= Studietekst =
----

Advies loonwaarde-methodiek Van: projectgroep Participatiewet West-Brabant Datum: 28 januari 2015
1. Aanleiding De Participatiewet is erop gericht dat mensen die (al dan niet tijdelijk) ondersteuning nodig hebben in de vorm van een uitkering of SW-dienstverband, bij een reguliere werkgever aan het werk gaan. Sommige medewerkers zijn echter niet in staat om aan alle eisen van een reguliere functie te voldoen, op het niveau van het wettelijk minimum loon (wml). De loonwaarde van deze medewerker is voor de werkgever dus lager dan die van vergelijkbare medewerkers in dezelfde functie. Om de werkgever hiervoor te compenseren krijgt hij vanuit de gemeente (loonkosten)subsidie. De werkgever betaalt dus alleen voor de geleverde arbeidsprestatie. Met behulp van een zogenaamde loonwaarde-methode wordt dit op een uniforme, objectieve en betrouwbare wijze voor alle partijen vastgesteld. Dit kan alleen worden vastgesteld op een concrete werkplek/functie.
2. Doelstelling De doelstelling is om per arbeidsmarktregio (voor West-Brabant betekent dit een schaal van 16 gemeenten) te kiezen voor een zelfde loonwaarde-methode. Het uitgangspunt is dat er één methodiek in een arbeidsmarktregio wordt gekozen voor de Participatiewet en Wajong (dus inclusief UWV-doelgroep). Dit onderschrijven wij ook doordat we ernaar streven dat de werkgevers in onze arbeidsmarktregio gemak en bekendheid ervaren met dit systeem en de bijbehorende werkwijze. De focus ligt op de loonwaardebepalingen voor de doelgroep van de zogenaamde 715 garantiebanen die werkgevers binnen onze regio in moeten vullen voor de jaren 2015 en 2016.

----

= Uittreksel uit materiaal =
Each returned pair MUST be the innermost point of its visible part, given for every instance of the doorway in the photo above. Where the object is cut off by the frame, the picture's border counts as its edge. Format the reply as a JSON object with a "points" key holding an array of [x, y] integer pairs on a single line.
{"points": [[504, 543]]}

----

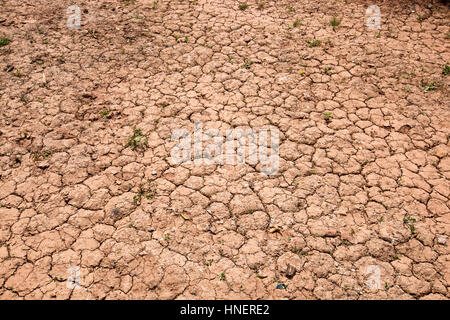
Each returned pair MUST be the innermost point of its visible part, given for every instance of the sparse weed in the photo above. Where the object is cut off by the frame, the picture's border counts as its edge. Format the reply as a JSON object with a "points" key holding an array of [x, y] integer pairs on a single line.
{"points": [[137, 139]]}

----

= Vragen en opdrachten =
A - Beantwoord de volgende vragen over het advies over de loonwaarde-methodiek, elk op een eigen regel:
(i) Uit hoeveel gemeenten bestaat de arbeidsmarktregio West-Brabant?
(ii) Wat ontvangt de werkgever van de gemeente om de lagere loonwaarde van een medewerker te compenseren?
(iii) Voor welke jaren moeten werkgevers in de regio de 715 garantiebanen invullen?
B - Schrijf het advies over de loonwaarde-methodiek verder, te beginnen na de laatste zin.

= Resultaten van opdrachten =
A -
(i) 16 gemeenten
(ii) (Loonkosten)subsidie
(iii) 2015 en 2016

B -
3. Uitgangspunten Er bestaan landelijk vanuit de loonwaarde-meting voor de huidige Wajong- en SW-doelgroep en de pilot van loondispensatie verschillende soorten methodieken. Alle methodieken hebben hun eigen beoordelingselementen en aanpak. Het ministerie van SZW heeft een regeling geformuleerd, waaraan een loonwaardemethodiek dient te voldoen. De landelijke Werkkamer heeft een traject in gang gezet van validering, certificering van de verschillende methoden via het keurmerk Blik op Werk. Eind december 2014 is het resultaat van deze validering gepubliceerd, en dit heeft geleid tot een loonwaardegids1 waarin negen methodieken zijn opgenomen. Uitgangspunt in West-Brabant is om bij het maken van een keuze voor een loonwaardemethodiek uit te gaan van het belang van werkgevers. Het streven is dan ook om te komen tot een eenduidige dienstverlening richting werkgevers. Ook voor de betreffende medewerkers betreft dit een belangrijk uitgangspunt; het mag niet van een methodiek afhangen of de voorwaarden verschillen waarop de medewerker aan het werk is. De landelijke validering en de eisen van de ministeriele regeling borgen dit uitgangspunt. 1
https://www.blikopwerk.nl/Content/Media/f9438ae968164b05aa68dc99acd8f863/Loonwaardegids2015totaal.pdf
Een ander belangrijk uitgangspunt is om gebruik te maken van de bestaande en beschikbare expertise in de regio. Zowel het UWV als de SW-bedrijven in de regio hebben veel ervaring met het beoordelen van de loonwaarde van medewerkers. Daarnaast is als uitgangspunt gekozen om pragmatisch te werk te gaan en om een keuze te maken voor de duur van een jaar. Dit omdat de ontwikkelingen elkaar snel opvolgen, dat we als regio graag willen leren vanuit de praktijk en snel willen schakelen. Hierbij willen we de kosten (frictiekosten, opleidingskosten en uitvoeringskosten) minimaliseren en het effect maximaliseren. Dit maakt dat we ervoor gekozen hebben om niet een aanbestedingstraject in gang te zetten, maar voor de duur van 2015 gebruik willen maken van de expertise van publieke partners. Door voor het jaar 2015 te kiezen geen aanbestedingsprocedure toe te passen, wordt voor de loonwaardebepaling in 2015 geen gebruik gemaakt van private partijen.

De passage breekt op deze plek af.